START DATA LISTING
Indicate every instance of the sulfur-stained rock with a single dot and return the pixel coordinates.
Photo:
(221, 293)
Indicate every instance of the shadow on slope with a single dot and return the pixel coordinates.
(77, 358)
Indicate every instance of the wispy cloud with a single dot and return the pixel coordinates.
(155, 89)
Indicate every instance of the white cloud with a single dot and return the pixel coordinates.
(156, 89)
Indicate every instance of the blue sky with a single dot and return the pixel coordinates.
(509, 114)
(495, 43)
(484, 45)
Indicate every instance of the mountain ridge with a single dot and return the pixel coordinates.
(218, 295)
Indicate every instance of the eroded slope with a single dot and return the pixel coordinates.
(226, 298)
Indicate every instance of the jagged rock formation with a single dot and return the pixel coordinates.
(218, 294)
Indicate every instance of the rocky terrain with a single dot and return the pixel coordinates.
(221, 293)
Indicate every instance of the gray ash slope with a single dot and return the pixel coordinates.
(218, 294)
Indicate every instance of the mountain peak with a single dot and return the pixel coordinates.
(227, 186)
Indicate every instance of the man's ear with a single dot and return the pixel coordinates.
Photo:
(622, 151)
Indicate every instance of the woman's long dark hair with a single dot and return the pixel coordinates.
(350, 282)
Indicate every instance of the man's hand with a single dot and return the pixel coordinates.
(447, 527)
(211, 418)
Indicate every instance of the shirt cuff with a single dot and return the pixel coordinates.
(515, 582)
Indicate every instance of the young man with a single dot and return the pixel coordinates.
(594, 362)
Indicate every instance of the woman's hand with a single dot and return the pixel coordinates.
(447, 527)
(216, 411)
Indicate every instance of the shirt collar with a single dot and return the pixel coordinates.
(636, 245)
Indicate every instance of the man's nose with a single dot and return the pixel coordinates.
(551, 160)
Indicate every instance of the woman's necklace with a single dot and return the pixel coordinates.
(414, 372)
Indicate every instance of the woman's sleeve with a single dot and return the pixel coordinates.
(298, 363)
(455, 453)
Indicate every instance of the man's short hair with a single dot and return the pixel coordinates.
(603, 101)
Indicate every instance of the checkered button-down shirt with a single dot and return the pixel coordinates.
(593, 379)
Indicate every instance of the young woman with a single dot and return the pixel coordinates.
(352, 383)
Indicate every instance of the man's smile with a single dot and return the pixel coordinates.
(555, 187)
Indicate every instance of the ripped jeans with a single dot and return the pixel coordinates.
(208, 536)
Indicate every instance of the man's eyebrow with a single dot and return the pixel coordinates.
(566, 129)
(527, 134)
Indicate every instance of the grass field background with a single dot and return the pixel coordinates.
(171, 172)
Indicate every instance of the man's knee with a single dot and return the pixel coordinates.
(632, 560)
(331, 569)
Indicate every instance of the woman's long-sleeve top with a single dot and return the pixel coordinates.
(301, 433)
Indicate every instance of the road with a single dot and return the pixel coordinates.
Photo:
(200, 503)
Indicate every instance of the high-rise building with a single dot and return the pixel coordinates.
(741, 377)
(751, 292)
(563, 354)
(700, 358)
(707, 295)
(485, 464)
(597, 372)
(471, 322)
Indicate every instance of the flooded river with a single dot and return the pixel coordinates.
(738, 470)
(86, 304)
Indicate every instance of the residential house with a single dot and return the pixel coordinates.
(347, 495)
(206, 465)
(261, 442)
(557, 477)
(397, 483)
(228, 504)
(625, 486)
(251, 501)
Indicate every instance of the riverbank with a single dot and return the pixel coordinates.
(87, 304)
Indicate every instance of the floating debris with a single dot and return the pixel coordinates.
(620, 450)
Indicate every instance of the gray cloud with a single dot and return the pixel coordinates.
END DATA LISTING
TASK DESCRIPTION → Exactly reproduce all of the entries.

ANSWER IN FULL →
Indicate every instance of the sulfur-stained rock with a single dot and return the pixel coordinates.
Photo:
(221, 293)
Indicate every instance of the shadow on slope with a single dot and return the pixel coordinates.
(77, 358)
Indicate every instance of the wispy cloud with a single dot and return the pixel coordinates.
(155, 89)
Indicate every instance of the white cloud with a single dot and return the pixel coordinates.
(156, 89)
Indicate every instance of the blue sky with a single dot and return the pixel coordinates.
(509, 114)
(495, 43)
(484, 45)
Indicate every instance of the mountain ridge with a single dot and return the pixel coordinates.
(218, 295)
Indicate every instance of the eroded slope with a single dot and return the pixel coordinates.
(226, 298)
Indicate every instance of the jagged rock formation with a single dot and return the pixel coordinates.
(218, 294)
Indicate every instance of the rocky terrain with a single dot and return the pixel coordinates.
(221, 293)
Indicate every instance of the gray ash slope with a single dot and return the pixel coordinates.
(218, 294)
Indicate every instance of the mountain peak with a single dot and return the pixel coordinates.
(227, 186)
Indicate every instance of the man's ear with a single dot and return the pixel coordinates.
Photo:
(622, 151)
Indicate every instance of the woman's long dark hair with a single dot and return the pixel coordinates.
(350, 282)
Indicate every instance of the man's hand with a single dot and return the pixel coordinates.
(447, 527)
(211, 418)
Indicate every instance of the shirt cuff with a single dot and return the pixel coordinates.
(515, 582)
Indicate every instance of the young man with a single dot and return the pixel coordinates.
(594, 362)
Indicate every instance of the woman's hand with a single dot and return the pixel coordinates.
(447, 527)
(216, 411)
Indicate every instance of the shirt collar with a single dot and return the pixel coordinates.
(636, 245)
Indicate every instance of the man's nose with a single dot and return the pixel coordinates.
(551, 160)
Indicate every instance of the woman's necklace with a single dot and return the pixel coordinates.
(414, 372)
Indicate every instance of the woman's sleeve with a single dot and return the pixel coordinates.
(298, 363)
(455, 453)
Indicate every instance of the man's short hair with a single dot and return the pixel coordinates.
(603, 101)
Indicate every instance of the checkered button-down shirt with a single dot and return the pixel coordinates.
(593, 379)
Indicate every instance of the young woman with a single dot and return the pixel coordinates.
(352, 383)
Indicate every instance of the man's smile with a single dot and return the pixel coordinates.
(555, 187)
Indicate every instance of the ripped jeans with a single dot and return the pixel coordinates.
(208, 536)
Indicate every instance of the man's eyebrow with a single dot and return the pixel coordinates.
(566, 129)
(527, 134)
Indicate every instance of the grass field background with a single dot and return the pixel coordinates.
(171, 172)
Indicate every instance of the man's knee with a single dot and return the pixel coordinates.
(632, 560)
(331, 569)
Indicate every instance of the woman's long-sleeve top with a single dot and return the pixel coordinates.
(301, 433)
Indicate every instance of the road with a single dot and return the pixel coordinates.
Photo:
(200, 503)
Indicate every instance of the high-rise building with a single dot and return the pixel coordinates.
(741, 377)
(751, 292)
(563, 354)
(700, 358)
(707, 295)
(485, 464)
(597, 372)
(471, 322)
Indicate every instance of the flooded river with a single dot and return the pixel coordinates.
(738, 470)
(86, 304)
Indicate every instance of the residential house with a single dot and return the pixel coordinates.
(347, 495)
(206, 465)
(261, 442)
(557, 477)
(397, 483)
(228, 504)
(625, 486)
(251, 501)
Indicate every instance of the riverbank with a single dot and return the pixel coordinates.
(87, 304)
Indicate every instance of the floating debris with a single dot and return the pixel coordinates.
(620, 450)
Indicate every instance of the gray cloud with a single dot and return the pixel coordinates.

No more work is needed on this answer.